**EXERCISE OBJECTIVE**
The lines to be copied run from the one containing "For the round" to the end of the material below; reproduce them exactly, including both ends, and nothing more.

**DATA EXTRACT**
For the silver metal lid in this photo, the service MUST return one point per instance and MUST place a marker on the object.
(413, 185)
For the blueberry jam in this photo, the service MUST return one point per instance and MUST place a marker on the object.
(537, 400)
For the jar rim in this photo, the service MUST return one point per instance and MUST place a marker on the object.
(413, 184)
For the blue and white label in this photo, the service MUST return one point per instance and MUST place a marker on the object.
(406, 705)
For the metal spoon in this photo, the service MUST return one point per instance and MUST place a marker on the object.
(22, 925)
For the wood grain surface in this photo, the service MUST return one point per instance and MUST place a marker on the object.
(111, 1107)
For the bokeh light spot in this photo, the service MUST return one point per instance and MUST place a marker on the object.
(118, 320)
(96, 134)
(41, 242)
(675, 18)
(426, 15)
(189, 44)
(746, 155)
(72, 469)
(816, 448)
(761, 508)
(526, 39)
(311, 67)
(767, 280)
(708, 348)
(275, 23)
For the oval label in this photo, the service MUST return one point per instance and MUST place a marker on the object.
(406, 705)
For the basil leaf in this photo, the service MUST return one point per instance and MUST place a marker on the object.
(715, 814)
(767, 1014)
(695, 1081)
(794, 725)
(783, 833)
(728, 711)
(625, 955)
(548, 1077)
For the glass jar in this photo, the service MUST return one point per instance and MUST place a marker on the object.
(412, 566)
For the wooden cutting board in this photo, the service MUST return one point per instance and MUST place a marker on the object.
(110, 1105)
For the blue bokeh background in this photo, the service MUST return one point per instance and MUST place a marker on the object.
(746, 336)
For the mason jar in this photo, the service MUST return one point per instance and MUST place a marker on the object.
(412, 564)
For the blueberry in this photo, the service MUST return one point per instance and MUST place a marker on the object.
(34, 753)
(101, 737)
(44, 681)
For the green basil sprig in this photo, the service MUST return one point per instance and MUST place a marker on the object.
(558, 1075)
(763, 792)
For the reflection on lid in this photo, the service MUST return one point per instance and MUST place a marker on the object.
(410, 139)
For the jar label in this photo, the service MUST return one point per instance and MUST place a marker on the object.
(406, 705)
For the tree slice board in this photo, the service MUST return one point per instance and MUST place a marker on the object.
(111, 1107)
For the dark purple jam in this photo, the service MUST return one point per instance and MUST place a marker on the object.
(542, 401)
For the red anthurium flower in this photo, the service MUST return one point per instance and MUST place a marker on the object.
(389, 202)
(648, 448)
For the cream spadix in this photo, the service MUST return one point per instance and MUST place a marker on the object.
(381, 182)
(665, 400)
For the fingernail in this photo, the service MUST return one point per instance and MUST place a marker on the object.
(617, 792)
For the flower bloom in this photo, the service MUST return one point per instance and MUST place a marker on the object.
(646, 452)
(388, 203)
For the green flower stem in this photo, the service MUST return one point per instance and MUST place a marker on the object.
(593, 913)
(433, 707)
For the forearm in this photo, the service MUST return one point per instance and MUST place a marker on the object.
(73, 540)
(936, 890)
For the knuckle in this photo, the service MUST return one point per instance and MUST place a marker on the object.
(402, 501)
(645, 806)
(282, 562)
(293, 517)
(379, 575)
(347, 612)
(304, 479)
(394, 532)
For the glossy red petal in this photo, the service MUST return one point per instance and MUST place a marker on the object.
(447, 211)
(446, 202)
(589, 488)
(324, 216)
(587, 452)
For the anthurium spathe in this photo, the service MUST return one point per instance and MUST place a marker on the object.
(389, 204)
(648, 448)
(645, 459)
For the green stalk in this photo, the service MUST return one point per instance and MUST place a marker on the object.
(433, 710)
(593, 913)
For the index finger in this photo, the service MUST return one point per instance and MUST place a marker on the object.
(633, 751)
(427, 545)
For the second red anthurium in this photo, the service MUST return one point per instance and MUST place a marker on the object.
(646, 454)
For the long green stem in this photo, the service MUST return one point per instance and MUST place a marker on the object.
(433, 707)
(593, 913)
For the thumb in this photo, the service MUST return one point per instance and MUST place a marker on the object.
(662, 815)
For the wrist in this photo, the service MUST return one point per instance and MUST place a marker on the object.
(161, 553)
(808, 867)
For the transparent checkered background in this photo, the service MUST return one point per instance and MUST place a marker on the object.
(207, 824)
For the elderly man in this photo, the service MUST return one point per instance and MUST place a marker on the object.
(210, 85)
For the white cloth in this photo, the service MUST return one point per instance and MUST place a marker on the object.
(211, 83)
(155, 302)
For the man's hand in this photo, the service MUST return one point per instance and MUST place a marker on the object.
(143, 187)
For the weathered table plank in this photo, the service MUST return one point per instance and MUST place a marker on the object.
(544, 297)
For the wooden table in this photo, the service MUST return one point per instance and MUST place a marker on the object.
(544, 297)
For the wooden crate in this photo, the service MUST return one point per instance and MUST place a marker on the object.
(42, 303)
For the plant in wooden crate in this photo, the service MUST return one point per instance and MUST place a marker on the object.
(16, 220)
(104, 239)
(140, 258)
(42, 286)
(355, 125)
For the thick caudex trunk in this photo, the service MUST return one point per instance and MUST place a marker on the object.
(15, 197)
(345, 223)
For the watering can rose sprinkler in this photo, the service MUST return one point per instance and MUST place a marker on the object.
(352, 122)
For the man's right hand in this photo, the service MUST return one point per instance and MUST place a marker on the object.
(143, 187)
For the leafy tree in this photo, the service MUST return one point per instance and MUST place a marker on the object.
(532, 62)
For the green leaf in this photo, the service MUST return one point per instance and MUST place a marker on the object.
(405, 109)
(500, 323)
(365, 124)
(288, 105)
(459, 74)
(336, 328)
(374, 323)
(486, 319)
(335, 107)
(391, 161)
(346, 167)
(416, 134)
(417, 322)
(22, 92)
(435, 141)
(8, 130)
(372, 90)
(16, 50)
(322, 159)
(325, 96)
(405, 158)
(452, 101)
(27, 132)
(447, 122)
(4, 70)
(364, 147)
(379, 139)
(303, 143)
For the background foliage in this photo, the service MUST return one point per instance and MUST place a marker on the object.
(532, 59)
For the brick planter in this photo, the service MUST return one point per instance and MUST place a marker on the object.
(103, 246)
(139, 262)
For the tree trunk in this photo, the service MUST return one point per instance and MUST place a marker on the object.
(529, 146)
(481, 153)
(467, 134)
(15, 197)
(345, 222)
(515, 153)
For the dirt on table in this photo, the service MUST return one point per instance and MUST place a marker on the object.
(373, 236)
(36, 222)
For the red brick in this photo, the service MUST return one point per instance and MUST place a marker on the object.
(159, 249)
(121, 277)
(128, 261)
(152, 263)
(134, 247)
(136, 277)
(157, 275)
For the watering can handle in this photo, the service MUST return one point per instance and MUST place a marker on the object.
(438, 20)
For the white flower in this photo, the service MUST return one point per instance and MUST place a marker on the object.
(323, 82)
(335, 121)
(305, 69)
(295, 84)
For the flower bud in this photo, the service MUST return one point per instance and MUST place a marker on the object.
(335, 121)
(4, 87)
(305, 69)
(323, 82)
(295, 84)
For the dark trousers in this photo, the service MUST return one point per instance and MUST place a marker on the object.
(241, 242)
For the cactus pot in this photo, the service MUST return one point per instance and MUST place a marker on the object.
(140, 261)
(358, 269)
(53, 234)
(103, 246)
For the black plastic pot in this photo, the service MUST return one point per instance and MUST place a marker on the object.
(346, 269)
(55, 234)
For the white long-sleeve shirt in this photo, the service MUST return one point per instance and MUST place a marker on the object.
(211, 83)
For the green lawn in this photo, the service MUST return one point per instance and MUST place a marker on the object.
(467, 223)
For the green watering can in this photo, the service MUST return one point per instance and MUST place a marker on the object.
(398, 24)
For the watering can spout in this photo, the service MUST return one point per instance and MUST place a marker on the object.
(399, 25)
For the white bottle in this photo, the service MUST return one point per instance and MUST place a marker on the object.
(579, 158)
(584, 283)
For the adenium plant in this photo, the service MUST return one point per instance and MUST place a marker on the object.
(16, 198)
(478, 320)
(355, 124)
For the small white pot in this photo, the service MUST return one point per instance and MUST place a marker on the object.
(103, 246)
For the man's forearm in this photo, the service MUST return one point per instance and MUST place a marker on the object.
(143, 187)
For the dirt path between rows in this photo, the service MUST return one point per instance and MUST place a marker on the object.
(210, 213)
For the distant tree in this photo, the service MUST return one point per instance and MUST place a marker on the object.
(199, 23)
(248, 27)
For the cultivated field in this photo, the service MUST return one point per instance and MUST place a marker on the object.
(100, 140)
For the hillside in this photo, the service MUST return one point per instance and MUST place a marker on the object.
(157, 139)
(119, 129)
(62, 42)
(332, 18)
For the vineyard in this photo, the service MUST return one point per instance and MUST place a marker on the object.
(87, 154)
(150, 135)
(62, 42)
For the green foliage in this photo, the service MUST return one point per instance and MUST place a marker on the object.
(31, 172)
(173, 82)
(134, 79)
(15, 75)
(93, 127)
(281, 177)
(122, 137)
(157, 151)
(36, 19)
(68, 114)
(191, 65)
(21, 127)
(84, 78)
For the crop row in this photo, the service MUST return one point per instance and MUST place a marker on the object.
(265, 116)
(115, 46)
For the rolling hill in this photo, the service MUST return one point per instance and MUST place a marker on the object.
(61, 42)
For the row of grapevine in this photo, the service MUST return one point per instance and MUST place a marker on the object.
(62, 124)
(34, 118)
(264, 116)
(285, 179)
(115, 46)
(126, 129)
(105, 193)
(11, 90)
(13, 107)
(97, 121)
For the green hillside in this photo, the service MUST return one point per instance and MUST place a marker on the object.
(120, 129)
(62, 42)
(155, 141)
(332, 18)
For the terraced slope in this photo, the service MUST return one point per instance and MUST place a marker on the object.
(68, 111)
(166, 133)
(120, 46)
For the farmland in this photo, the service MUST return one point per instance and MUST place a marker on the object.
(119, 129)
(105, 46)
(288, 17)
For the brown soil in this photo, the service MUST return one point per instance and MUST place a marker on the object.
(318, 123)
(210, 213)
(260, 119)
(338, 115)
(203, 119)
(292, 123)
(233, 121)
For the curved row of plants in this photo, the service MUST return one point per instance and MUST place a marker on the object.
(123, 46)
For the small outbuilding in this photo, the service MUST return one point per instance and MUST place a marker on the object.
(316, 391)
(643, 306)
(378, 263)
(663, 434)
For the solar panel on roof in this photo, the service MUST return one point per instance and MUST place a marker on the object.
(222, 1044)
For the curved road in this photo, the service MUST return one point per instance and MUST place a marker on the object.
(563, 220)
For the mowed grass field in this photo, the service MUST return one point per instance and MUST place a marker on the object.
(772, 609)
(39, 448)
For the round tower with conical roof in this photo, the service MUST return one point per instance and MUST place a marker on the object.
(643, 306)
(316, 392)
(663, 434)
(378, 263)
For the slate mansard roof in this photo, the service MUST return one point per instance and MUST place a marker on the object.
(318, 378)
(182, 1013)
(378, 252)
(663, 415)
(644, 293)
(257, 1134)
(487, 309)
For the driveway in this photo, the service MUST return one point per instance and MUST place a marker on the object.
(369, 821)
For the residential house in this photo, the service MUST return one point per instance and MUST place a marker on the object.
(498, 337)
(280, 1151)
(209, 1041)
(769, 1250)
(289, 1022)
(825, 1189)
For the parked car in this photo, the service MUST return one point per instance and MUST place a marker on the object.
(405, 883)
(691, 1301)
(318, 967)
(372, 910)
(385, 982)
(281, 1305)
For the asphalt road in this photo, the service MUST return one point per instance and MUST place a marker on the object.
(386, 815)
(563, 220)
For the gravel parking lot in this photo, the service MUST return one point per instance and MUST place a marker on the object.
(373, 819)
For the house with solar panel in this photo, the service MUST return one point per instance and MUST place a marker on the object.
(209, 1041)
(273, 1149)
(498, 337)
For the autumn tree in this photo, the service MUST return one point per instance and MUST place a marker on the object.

**ANSWER TO THE EXERCISE**
For the round tower with conical roof in this photo, the service MUST return one point per instance and MUST place a marker on the object.
(643, 306)
(316, 392)
(663, 434)
(378, 263)
For the slate mansard roof in this photo, the service MUST return one point per instance and MUST place a marker on the object.
(318, 378)
(182, 1013)
(378, 252)
(663, 415)
(644, 293)
(257, 1134)
(487, 309)
For the driveway in this photo, the service MUST return one point per instance and MUST place a marker on the object.
(369, 821)
For the residential house in this photo, the service MUST return one point per instance and MUST place a marker on the object.
(498, 337)
(280, 1151)
(209, 1041)
(769, 1250)
(289, 1022)
(825, 1189)
For the parked car in this photo, the service MUST return one point per instance and MUST place a marker on the object.
(405, 883)
(691, 1301)
(318, 967)
(372, 910)
(385, 982)
(281, 1305)
For the asphalt road in this photo, the service MUST return one point per instance and MUST place a marker on the object.
(386, 815)
(563, 220)
For the gravel parking lot in this photo, the service MUST return one point per instance and MUST place a marker on the object.
(373, 819)
For the house with solar panel in this photo, the service MUST return one point per instance and MUST place a marker on the object.
(209, 1041)
(273, 1149)
(498, 337)
For the autumn tree in this photo, the service MUST return one point per instance and MUST place a marker on the object.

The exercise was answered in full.